======== TEXTE CITÉ

Perspective
Voici deux sous-chapitres importants
dans questionnement
qui résume bien ma perspective:
Vers une théorie générale du monde physique fondée sur le mode d'action de son principe moteur
1. Une démarche née d’une réflexion philosophique
C’est d’abord par une réflexion de type philosophique, portant sur le mouvement, que cette approche a émergé. Plusieurs expériences de pensée ont permis de dégager un principe fondamental : tout mouvement réel implique un changement d’état du monde physique, dans un instant présent universel. Or, un changement d’état ne peut se produire sans cause actuelle. C’est cette nécessité logique d’une cause actuelle qui conduit à postuler l’existence d’un principe moteur du monde physique. Cette analyse, indépendante de toute construction mathématique, révèle que la structure de l’être et celle du mouvement ne peuvent être comprises sans une telle cause, agissant non mécaniquement, mais de manière immanente et par interrelation selon la détermination des éléments (en effet, du point de vue de l'exercice des forces, une cause mécanique ne peut être responsable de l'inertie d'un corps).
Cette conclusion philosophique entre cependant en contradiction radicale avec le cadre théorique de la relativité restreinte, qui repose sur la relativité de la simultanéité, et donc sur la négation de l’existence d’un instant présent universel. C’est en prenant acte de cette incompatibilité que l’objection de la navette et du missile a été formulée. Cette objection permet de montrer qu’une incohérence surgit dans le cadre de la relativité lorsque l’on suit rigoureusement ses propres postulats appliqués à des corps réels. Ainsi, une fois cette incohérence révélée, un basculement conceptuel devient possible et même nécessaire: celui qui consiste à repenser les fondements mêmes de la physique.
2. L’objection de la navette et du missile comme point de passage
L’objection de la navette et du missile n’est pas une critique périphérique : elle constitue un point de passage obligé pour accéder à une autre compréhension du monde physique. Cette expérience de pensée révèle que, dans le cadre de la relativité, l’affirmation de la simultanéité relative conduit à une contradiction lorsqu’on l’applique à des corps réels en interaction. En montrant que cette relativité de la simultanéité mène à des situations où un événement réalisé (comme un lancement de missile) devient non réalisé par simple changement de référentiel, l’objection met en lumière une faille logique du système.
Mais cette objection est aussi un levier stratégique : elle permet d’atteindre les scientifiques à l’intérieur même du cadre qu’ils considèrent comme valide. Ce faisant, elle ouvre la voie à une redéfinition des concepts fondamentaux : temps, espace, inertie, impulsion et masse. Et cette redéfinition repose sur une autre vision du monde, qui réintègre la causalité actuelle et un principe moteur réel, immanent, distinct de la matière quantifiée.
3. Une critique de l’opérationnalisme
Ce basculement implique une critique profonde de l’opérationnalisme, qui domine aujourd’hui la pensée scientifique. L’opérationnalisme ne reconnaît de validité aux concepts qu’à travers leur mise en œuvre expérimentale ou leur pouvoir de prédiction. Il s’en suit que les concepts initiaux de la physique (espace, temps, mouvement) sont vidés de leur portée ontologique, et réduits à des conventions de mesure ou de calcul.

================

CONSIGNE 1 → Indiquez si chacun des énoncés suivants est conforme au texte sur le principe moteur du monde physique, en répondant par oui ou par non et en citant les mots décisifs du texte : (a) l'approche est d'abord née d'une réflexion philosophique sur le mouvement ; (b) la relativité restreinte affirme l'existence d'un instant présent universel ; (c) l'opérationnalisme accorde une validité aux concepts indépendamment de leur mise en œuvre expérimentale ou de leur pouvoir de prédiction.
CONSIGNE 2 → Poursuivez le texte sur le principe moteur du monde physique en reprenant immédiatement après sa dernière phrase.

======== DONNÉES BRUTES

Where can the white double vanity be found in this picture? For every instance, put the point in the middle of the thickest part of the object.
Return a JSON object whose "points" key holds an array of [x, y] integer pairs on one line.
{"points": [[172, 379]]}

================

RÉPONSE ATTENDUE 1 →
(a) Oui : « C’est d’abord par une réflexion de type philosophique, portant sur le mouvement, que cette approche a émergé. »
(b) Non : « qui repose sur la relativité de la simultanéité, et donc sur la négation de l’existence d’un instant présent universel ».
(c) Non : « L’opérationnalisme ne reconnaît de validité aux concepts qu’à travers leur mise en œuvre expérimentale ou leur pouvoir de prédiction. »

RÉPONSE ATTENDUE 2 →
Or, dans une vision réaliste du monde, une théorie ne peut se limiter à des abstractions opératoires. Il faut que ses concepts reflètent une structure réelle. Une vision du monde, si elle doit servir de fondement à une théorie générale du monde physique, doit intégrer la question de l’être et de la cause. Cela suppose de respecter les différents niveaux d’intelligibilité d’une théorie physique.
4. Les niveaux d’abstraction dans une théorie physique
Avant de définir les caractéristiques d’une telle vision du monde, il faut rappeler que toute théorie physique comprend plusieurs niveaux d’abstraction :
1. La vision du monde : souvent implicite, elle se traduit dans les concepts premiers de la théorie.
2. La formulation mathématique : elle donne un cadre formel pour modéliser les phénomènes.
3. La formulation opérationnelle : elle permet d’associer les concepts à des procédures de mesure et à des prédictions expérimentales.
Une théorie physique rigoureuse doit articuler ces trois niveaux sans les confondre. Mais dans la pratique contemporaine, la vision du monde tend à disparaître au profit de l’opérationnel, ce qui rend impossible toute réflexion sur les fondements ontologiques.
C’est ici qu’intervient le rôle indispensable des expériences de pensée. Une expérience de pensée permet de tester la cohérence interne d’une théorie en appliquant rigoureusement ses postulats dans des situations limites ou paradoxales. C’est ce que fait l’objection de la navette et du missile : elle montre que la relativité, lorsqu’on suit ses implications jusqu’au bout, se contredit. L’expérience de pensée devient ainsi un outil de passage entre l’analyse philosophique et la refondation scientifique.
À la lumière de cette articulation entre philosophie et physique, on peut alors proposer une définition épistémologique de la physique théorique :
"La physique théorique est l’approche de la cohérence dans la structure et le mouvement du monde physique, dans une connaissance des proportions quantitatives et selon un certain formalisme mathématique, afin de modéliser ce comportement dans des lois, pour pouvoir le prédire. Les concepts premiers d’une théorie doivent traduire cette cohérence, dans la structure et le mouvement, du monde physique."
5. Trois points de contact entre philosophie et science
Dans cette perspective, on peut distinguer trois grandes modalités de relation entre philosophie et science :
1. La question des fondements du savoir : chaque science, pour produire du sens, suppose une certaine conception de la réalité. Comprendre ce que chaque science atteint du réel exige une réflexion philosophique.
2. L’aspect critique : la philosophie peut jouer un rôle critique en révélant les incohérences ou les limitations internes des théories scientifiques. C’est le rôle joué ici par l’objection de la navette et du missile.
3. La rencontre pratique : lorsque la philosophie découvre des principes ayant à la fois une valeur ontologique et une efficacité explicative, elle peut éclairer, voire orienter, la formulation des concepts premiers de la science. Cette rencontre est essentielle pour toute tentative d’élaborer une théorie générale de l’univers.
6. Vers une conception relationnelle de l’espace-temps
La conséquence directe de cette démarche est l’abandon d’un espace-temps absolu ou géométrisé, tel que le conçoit la relativité, au profit d’une conception relationnelle de l’espace-temps. Dans cette conception, l’espace et le temps émergent des relations entre les corps. Le principe moteur agit alors non par force mécanique, mais par l’ajustement immanent des relations entre les éléments, selon une logique d’interrelation.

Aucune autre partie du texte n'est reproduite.